* Rows:
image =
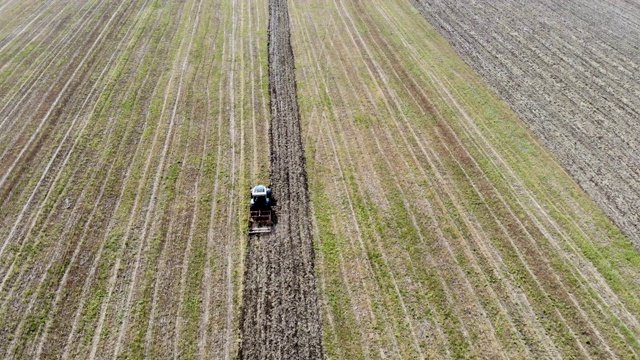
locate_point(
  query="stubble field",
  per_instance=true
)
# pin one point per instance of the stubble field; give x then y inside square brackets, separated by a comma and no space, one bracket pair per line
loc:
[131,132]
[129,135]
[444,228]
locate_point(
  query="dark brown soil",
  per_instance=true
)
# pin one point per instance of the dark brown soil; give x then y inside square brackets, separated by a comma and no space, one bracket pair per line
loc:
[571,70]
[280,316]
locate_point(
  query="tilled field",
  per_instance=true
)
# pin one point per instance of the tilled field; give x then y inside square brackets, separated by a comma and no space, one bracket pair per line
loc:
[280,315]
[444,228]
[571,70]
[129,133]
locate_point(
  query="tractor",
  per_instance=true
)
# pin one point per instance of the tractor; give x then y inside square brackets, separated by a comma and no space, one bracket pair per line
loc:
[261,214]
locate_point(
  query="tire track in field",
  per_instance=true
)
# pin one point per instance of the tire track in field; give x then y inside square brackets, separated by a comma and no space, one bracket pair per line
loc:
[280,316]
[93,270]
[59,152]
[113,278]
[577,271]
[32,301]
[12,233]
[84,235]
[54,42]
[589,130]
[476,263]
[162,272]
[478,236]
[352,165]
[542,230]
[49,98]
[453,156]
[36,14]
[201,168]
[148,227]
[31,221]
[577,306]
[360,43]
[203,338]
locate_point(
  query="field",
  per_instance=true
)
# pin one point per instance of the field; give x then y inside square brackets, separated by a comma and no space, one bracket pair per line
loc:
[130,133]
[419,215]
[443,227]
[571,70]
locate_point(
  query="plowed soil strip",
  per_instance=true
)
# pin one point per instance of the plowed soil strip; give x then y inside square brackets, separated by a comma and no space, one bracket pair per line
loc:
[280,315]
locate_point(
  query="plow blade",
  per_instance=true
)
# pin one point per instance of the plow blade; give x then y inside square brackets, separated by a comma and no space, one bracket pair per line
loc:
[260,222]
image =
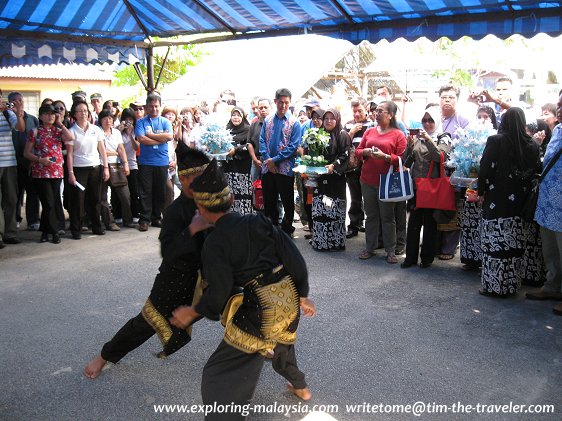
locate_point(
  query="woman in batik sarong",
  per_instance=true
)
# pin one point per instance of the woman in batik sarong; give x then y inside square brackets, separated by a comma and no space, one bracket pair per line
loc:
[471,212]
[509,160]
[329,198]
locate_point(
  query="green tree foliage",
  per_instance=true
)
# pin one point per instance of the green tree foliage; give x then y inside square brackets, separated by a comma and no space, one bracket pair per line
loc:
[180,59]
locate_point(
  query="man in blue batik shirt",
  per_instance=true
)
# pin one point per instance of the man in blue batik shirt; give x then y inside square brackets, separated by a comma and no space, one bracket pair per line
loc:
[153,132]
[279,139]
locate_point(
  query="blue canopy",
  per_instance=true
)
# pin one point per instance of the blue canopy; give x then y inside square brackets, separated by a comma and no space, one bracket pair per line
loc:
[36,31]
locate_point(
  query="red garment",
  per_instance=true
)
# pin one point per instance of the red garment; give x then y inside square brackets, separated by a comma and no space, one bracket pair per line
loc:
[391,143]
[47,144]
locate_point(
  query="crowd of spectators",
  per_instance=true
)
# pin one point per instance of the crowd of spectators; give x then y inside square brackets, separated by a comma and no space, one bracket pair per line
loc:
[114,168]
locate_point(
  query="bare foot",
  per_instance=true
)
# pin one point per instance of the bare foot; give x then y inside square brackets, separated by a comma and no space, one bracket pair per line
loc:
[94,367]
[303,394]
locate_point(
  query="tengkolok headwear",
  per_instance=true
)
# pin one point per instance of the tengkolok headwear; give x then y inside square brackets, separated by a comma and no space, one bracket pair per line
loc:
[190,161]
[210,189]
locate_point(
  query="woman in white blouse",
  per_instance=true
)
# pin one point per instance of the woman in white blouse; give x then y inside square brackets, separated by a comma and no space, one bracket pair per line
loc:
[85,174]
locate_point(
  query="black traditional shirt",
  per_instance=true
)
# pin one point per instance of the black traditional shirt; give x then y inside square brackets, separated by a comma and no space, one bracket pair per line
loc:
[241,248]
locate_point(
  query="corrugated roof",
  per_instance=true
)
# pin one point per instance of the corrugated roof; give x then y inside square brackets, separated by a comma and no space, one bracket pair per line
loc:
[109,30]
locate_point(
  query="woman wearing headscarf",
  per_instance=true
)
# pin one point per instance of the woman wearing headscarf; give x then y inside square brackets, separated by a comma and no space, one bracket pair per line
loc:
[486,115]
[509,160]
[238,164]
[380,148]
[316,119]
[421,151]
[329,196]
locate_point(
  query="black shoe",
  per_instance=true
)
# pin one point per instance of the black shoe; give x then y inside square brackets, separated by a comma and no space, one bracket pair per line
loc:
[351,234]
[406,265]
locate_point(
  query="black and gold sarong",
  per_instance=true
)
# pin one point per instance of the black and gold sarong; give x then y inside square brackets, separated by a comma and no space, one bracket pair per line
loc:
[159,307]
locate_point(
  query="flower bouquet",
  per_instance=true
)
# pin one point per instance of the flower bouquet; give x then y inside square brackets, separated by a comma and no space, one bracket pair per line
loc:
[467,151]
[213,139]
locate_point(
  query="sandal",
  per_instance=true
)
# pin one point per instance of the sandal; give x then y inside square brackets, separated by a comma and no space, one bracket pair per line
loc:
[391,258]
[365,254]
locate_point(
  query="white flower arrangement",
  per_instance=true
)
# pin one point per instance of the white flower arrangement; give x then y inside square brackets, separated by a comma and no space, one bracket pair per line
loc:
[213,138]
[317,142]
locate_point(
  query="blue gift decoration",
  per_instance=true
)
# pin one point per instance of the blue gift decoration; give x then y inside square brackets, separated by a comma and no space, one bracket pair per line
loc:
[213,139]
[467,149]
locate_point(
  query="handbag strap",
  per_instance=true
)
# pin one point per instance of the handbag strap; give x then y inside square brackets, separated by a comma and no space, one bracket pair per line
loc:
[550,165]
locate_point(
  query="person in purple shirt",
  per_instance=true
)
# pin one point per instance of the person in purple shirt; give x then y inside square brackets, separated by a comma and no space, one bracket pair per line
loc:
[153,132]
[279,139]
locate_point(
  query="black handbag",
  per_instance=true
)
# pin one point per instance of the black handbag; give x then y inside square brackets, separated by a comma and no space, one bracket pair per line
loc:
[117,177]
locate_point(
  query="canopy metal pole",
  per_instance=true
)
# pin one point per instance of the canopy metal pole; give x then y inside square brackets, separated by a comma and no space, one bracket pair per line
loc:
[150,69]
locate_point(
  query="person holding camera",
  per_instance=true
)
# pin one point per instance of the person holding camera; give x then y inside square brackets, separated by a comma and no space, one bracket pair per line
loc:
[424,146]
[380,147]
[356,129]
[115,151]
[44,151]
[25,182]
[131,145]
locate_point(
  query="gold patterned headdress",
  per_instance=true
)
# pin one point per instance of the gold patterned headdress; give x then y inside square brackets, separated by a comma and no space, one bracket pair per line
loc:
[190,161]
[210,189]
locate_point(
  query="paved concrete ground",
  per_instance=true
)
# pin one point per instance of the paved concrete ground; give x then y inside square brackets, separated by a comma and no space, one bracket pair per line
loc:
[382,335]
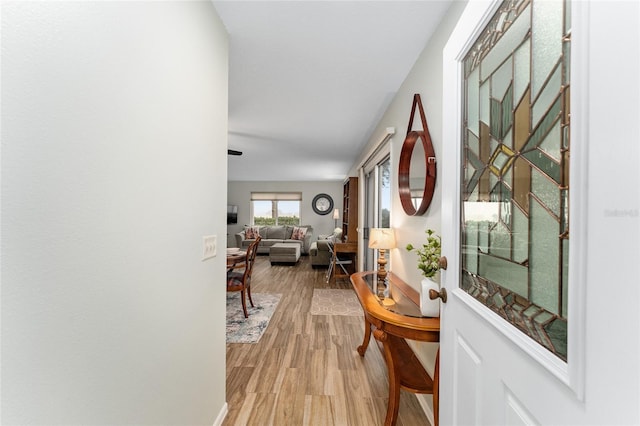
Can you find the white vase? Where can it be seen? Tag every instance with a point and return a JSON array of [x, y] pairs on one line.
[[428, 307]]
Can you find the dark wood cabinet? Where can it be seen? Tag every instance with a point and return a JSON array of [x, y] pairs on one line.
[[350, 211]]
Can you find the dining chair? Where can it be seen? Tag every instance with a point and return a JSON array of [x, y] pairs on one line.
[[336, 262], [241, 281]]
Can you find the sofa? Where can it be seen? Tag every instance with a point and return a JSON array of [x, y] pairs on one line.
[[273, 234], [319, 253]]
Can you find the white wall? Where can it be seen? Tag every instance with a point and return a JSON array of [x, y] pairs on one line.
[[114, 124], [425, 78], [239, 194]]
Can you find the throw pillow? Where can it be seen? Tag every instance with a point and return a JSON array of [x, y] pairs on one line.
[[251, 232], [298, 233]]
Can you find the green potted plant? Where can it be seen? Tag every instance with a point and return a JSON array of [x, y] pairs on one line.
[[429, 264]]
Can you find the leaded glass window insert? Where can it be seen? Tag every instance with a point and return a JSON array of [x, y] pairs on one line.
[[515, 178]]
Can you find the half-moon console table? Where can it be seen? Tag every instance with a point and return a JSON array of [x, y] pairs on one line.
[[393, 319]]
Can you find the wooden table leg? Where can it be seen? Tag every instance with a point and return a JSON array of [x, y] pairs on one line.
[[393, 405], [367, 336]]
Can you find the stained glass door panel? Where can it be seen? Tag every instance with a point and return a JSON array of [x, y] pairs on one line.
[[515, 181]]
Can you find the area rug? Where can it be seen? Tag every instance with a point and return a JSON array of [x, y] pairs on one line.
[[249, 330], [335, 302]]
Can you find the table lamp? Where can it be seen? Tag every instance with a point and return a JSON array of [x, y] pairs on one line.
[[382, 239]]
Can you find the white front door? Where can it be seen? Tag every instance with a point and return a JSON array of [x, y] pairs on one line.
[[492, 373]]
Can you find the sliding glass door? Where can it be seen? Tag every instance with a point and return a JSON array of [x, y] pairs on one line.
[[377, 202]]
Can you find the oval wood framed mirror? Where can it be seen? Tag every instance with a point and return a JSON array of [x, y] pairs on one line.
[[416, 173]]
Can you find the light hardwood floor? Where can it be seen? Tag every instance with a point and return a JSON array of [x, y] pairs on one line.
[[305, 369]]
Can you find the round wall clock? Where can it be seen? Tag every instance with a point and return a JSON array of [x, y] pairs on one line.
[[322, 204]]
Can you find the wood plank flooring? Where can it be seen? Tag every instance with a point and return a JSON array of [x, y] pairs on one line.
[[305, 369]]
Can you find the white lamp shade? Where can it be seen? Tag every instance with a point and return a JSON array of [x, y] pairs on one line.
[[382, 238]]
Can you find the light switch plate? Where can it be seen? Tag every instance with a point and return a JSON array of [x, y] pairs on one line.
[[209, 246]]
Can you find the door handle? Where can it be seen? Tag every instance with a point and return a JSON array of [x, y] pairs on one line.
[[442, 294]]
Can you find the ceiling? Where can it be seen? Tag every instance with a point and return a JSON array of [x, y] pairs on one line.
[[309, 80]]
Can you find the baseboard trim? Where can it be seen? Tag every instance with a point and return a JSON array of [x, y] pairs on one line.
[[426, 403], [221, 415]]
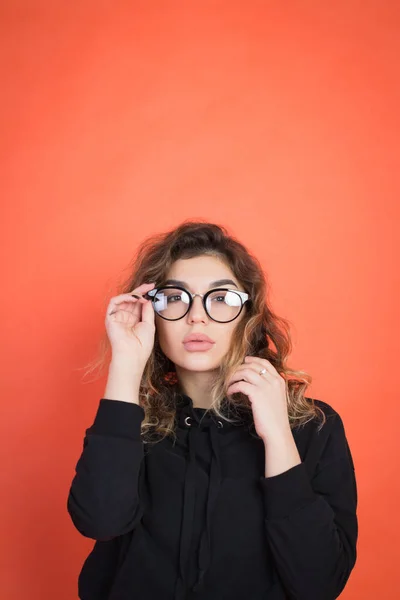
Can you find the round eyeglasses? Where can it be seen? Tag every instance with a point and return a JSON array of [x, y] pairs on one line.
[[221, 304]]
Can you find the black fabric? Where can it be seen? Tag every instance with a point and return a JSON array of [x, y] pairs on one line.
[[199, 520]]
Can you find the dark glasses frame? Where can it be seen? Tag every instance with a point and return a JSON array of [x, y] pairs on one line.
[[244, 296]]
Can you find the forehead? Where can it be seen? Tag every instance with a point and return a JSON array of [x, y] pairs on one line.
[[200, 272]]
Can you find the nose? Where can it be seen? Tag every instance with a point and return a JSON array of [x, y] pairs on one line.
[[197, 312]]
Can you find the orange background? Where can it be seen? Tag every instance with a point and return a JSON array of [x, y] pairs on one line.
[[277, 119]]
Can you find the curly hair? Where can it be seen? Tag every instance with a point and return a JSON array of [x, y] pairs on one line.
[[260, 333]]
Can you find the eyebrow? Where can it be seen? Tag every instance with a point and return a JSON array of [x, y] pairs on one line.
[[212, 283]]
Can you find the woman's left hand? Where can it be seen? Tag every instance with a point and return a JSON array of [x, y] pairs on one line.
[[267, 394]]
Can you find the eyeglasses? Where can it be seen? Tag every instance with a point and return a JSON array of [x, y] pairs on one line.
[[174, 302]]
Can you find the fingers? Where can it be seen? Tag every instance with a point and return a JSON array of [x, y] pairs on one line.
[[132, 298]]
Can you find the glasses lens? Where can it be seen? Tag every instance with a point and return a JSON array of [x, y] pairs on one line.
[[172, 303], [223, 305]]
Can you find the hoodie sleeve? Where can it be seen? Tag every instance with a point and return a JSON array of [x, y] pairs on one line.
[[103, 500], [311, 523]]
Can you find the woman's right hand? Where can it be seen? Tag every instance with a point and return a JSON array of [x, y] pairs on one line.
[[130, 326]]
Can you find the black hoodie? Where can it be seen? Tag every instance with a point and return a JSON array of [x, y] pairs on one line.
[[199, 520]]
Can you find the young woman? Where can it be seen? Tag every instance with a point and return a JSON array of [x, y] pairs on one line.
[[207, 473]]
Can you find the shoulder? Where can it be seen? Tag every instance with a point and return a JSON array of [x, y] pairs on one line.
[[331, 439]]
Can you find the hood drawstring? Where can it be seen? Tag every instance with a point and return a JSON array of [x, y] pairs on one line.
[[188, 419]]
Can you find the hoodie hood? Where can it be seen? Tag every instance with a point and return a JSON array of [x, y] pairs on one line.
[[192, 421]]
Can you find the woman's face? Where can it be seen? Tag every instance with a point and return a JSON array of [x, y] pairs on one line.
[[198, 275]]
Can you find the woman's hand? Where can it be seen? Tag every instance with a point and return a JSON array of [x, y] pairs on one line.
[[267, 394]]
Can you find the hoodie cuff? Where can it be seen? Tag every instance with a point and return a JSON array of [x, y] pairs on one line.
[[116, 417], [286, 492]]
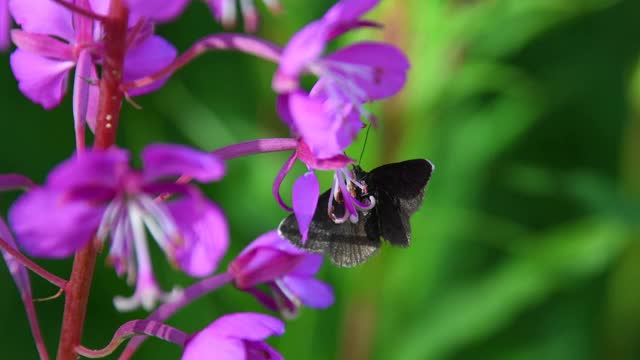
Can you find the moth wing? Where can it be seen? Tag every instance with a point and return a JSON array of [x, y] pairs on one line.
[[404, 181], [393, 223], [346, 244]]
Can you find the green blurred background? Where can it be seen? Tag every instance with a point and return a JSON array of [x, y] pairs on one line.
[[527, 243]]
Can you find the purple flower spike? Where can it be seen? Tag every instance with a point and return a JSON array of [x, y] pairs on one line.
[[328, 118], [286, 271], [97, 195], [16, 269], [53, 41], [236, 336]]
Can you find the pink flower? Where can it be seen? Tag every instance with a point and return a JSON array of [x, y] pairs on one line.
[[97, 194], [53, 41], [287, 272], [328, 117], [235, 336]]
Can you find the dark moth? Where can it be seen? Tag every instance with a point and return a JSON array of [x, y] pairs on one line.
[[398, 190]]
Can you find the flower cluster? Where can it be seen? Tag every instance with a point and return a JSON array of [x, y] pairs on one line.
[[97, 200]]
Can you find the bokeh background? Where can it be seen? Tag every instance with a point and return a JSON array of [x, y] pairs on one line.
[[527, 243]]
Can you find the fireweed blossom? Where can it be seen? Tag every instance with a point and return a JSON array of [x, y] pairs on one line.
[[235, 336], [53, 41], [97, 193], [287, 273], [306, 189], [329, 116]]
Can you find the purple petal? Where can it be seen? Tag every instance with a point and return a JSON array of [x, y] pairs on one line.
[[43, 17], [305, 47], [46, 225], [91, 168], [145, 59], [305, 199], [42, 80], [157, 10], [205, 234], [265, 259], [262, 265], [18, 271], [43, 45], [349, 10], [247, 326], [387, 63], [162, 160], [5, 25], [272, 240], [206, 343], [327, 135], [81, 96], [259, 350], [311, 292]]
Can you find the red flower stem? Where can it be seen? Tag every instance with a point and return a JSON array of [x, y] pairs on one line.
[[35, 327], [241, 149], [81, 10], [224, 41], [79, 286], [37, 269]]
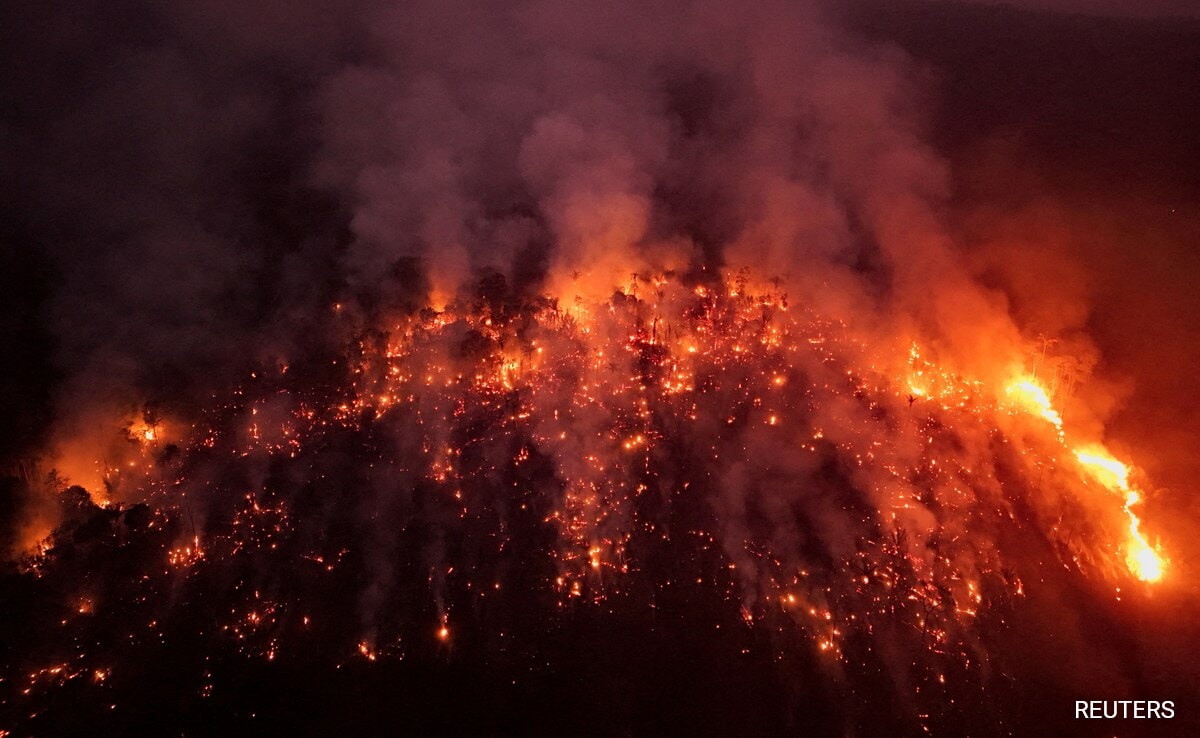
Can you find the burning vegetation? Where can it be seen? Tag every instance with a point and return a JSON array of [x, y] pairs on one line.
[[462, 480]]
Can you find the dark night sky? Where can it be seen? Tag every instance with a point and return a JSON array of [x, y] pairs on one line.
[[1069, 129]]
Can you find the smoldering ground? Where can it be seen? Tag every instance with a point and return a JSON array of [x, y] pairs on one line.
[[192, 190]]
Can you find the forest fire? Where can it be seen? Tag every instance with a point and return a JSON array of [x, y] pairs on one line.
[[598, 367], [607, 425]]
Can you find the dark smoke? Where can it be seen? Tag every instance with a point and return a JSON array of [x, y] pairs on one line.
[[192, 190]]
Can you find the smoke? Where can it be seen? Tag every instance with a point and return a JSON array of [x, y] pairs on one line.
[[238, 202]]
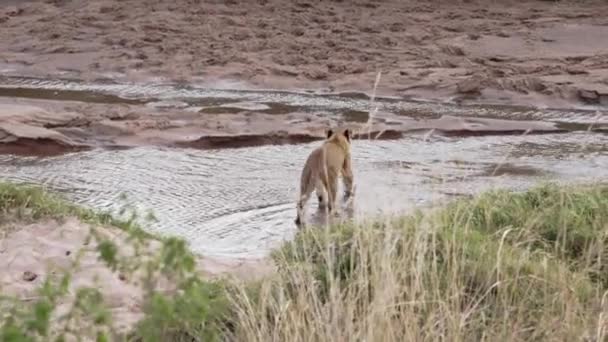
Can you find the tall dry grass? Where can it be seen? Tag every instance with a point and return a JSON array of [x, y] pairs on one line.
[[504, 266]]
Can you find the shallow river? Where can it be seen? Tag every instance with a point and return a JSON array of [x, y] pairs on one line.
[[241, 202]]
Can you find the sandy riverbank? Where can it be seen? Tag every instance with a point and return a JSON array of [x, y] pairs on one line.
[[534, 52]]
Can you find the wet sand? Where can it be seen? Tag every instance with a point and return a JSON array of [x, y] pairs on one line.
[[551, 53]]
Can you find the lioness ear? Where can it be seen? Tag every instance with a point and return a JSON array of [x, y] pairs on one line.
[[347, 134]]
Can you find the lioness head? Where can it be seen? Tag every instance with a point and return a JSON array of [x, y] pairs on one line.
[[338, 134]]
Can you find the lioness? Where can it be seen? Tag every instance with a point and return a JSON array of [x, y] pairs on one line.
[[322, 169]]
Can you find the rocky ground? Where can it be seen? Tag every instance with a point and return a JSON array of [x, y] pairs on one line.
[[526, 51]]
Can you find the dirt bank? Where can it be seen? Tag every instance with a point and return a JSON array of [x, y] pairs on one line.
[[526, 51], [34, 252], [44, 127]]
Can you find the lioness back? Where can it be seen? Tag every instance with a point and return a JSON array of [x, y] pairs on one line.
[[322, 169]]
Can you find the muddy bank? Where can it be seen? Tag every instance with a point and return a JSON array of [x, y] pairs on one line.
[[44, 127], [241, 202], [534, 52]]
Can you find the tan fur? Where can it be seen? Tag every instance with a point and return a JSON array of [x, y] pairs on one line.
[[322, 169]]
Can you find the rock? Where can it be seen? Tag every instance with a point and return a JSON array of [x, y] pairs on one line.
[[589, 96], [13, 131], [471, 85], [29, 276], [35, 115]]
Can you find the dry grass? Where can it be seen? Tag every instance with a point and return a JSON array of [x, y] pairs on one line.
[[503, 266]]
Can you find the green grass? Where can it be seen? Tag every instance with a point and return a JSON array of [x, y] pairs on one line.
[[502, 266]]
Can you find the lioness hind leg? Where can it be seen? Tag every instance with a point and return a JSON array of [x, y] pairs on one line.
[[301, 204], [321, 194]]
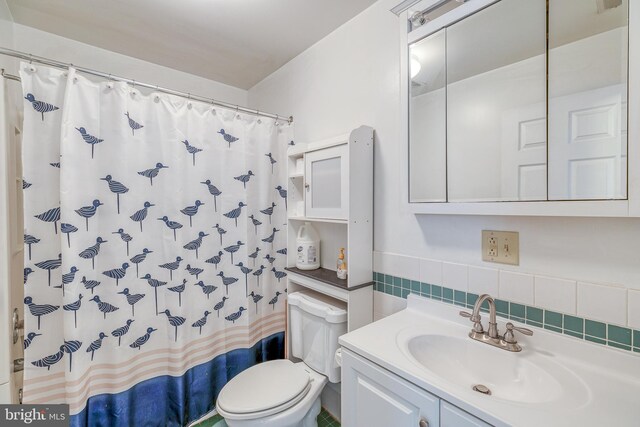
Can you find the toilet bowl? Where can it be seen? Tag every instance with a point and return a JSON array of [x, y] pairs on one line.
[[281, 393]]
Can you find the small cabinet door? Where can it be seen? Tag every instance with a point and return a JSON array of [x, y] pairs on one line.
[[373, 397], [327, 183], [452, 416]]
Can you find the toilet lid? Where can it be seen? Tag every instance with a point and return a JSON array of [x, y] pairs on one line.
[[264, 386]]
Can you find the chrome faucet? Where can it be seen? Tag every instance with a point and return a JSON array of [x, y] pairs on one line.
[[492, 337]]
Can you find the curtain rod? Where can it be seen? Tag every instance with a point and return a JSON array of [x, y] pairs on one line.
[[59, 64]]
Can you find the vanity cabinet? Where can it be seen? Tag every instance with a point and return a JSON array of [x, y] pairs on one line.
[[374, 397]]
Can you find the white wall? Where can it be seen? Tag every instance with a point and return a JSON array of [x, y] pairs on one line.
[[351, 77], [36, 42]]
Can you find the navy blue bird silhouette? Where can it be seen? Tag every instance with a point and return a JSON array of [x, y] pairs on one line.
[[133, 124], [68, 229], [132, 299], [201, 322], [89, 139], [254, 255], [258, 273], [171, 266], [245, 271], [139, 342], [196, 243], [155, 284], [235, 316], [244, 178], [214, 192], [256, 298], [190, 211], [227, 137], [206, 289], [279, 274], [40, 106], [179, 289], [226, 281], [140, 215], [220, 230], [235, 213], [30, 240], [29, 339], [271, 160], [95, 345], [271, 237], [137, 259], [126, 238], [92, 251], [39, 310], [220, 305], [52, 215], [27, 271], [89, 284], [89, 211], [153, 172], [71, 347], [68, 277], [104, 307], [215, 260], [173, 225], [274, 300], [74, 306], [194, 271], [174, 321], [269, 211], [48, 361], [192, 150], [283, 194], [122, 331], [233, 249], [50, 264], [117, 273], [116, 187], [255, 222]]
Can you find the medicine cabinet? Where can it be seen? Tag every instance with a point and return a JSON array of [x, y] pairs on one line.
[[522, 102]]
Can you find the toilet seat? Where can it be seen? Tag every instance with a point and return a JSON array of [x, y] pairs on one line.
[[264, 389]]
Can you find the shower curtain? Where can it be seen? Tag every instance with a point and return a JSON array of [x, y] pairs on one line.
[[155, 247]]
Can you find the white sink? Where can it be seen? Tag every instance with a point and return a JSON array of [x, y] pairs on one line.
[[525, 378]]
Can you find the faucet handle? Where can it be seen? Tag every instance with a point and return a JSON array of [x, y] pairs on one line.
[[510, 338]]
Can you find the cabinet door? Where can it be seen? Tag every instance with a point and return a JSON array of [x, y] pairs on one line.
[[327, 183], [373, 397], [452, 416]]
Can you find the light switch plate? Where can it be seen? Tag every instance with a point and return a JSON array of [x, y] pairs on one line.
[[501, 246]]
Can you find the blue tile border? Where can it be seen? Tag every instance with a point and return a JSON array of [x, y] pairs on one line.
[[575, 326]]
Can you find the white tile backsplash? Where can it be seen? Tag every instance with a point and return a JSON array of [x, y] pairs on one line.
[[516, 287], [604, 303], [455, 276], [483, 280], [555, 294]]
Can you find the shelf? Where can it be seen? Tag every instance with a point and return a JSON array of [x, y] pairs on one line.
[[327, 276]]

* What you need to do:
Rewrite the stretch of the records from the line containing "Can you find the hoodie hood?" through the line containing "[[198, 275]]", swapping "woman's face" for "person's face" and keeping everything else the same.

* Answer below:
Can you find the hoodie hood? Where can it be seen? Tag every instance with a point and return a JSON array of [x, y] pairs on one line.
[[192, 421]]
Can you find the person's face? Where can it be seen? Tag every instance with a point and return a JSON array of [x, y] pairs on one line.
[[198, 275]]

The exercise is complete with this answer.